Excerpted passage:
__________________________________________________

Issue Five: Untranslatable & A Letter from the Editor


Dearest readers,

When our editorial triumvirate first set out preparing our theme for this issue, we tossed around a number of different words that might encapsulate the mood we were trying to go for. We wanted something melancholic, bittersweet, and intangible. We almost settled on the Russian word “Toska,” but realized that Vladimir Nabokov had already described it better than we ever could.

“No single word in English renders all the shades of toska. At its deepest and most painful, it is a sensation of great spiritual anguish, often without any specific cause. At less morbid levels it is a dull ache of the soul, a longing with nothing to long for, a sick pining, a vague restlessness, mental throes, yearning. In particular cases it may be the desire for somebody of something specific, nostalgia, love-sickness.”

__________________________________________________

Data:
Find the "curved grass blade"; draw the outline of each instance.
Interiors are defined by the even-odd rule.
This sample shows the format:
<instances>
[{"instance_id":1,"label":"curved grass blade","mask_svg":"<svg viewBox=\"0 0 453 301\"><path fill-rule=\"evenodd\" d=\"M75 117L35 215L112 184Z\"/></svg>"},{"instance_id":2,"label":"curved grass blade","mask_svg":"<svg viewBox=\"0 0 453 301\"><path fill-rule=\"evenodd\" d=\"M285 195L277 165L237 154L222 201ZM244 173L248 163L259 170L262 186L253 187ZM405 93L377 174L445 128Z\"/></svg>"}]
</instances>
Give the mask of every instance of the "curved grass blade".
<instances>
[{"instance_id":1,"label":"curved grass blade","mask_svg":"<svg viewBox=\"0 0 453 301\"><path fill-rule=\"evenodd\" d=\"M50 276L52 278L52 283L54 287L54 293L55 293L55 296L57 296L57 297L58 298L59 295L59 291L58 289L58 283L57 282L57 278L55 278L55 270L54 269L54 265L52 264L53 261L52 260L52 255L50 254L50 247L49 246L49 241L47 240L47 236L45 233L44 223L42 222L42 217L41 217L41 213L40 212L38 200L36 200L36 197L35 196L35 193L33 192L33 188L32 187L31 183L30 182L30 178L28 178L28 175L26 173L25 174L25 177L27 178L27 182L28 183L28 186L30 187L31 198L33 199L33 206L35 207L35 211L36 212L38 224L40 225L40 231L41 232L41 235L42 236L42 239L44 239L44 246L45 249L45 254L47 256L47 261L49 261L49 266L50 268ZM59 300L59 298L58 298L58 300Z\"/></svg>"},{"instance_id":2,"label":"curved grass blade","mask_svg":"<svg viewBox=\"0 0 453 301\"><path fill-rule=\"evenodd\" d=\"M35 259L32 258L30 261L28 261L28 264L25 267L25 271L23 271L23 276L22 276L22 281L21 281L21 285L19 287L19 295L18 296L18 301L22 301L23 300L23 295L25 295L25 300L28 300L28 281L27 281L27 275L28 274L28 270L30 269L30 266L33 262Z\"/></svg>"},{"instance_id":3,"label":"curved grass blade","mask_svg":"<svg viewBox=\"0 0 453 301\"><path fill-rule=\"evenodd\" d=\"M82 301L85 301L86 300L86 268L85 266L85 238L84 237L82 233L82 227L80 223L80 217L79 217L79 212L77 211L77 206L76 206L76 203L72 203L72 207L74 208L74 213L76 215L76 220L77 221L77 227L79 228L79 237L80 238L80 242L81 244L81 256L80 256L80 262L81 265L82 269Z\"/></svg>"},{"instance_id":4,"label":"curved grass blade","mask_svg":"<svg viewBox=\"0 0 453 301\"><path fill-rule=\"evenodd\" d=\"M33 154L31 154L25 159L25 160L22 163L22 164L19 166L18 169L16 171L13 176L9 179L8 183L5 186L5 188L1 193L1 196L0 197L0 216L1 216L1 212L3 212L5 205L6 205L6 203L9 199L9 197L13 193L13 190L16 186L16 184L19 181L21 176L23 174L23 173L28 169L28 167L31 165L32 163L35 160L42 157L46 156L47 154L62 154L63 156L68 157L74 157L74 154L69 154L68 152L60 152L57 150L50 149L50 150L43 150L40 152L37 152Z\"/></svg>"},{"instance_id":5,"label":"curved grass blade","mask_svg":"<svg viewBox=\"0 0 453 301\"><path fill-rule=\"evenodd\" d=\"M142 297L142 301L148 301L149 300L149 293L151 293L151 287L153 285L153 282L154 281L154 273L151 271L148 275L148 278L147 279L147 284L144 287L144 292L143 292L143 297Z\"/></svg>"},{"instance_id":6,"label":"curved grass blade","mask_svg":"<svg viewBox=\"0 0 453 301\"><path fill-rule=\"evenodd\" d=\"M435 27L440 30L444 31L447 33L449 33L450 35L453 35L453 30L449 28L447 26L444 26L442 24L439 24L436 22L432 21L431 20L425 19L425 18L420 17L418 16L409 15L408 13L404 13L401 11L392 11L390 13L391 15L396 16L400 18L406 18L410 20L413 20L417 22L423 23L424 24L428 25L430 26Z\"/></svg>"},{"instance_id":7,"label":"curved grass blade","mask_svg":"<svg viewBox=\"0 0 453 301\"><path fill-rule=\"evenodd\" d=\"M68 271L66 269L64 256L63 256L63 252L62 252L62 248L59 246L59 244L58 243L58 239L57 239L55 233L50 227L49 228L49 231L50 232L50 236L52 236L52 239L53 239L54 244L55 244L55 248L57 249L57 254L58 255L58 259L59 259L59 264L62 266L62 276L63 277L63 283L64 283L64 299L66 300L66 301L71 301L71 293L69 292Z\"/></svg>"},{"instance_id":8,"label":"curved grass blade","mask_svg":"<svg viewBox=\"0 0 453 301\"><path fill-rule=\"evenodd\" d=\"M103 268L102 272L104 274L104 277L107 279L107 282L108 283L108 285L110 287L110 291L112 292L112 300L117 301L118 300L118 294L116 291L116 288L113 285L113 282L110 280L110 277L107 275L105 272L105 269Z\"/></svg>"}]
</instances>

__________________________________________________

Exercise requirements:
**1.** According to the letter from the editor, which word did the editors almost settle on for the issue's theme?
**2.** Rewrite the letter from the editor between "When our editorial" and "we ever could.", inclusive, changing "triumvirate" to "trio".
Work only from the letter from the editor.

Worked answers:
**1.** The Russian word "Toska."

**2.**
When our editorial trio first set out preparing our theme for this issue, we tossed around a number of different words that might encapsulate the mood we were trying to go for. We wanted something melancholic, bittersweet, and intangible. We almost settled on the Russian word “Toska,” but realized that Vladimir Nabokov had already described it better than we ever could.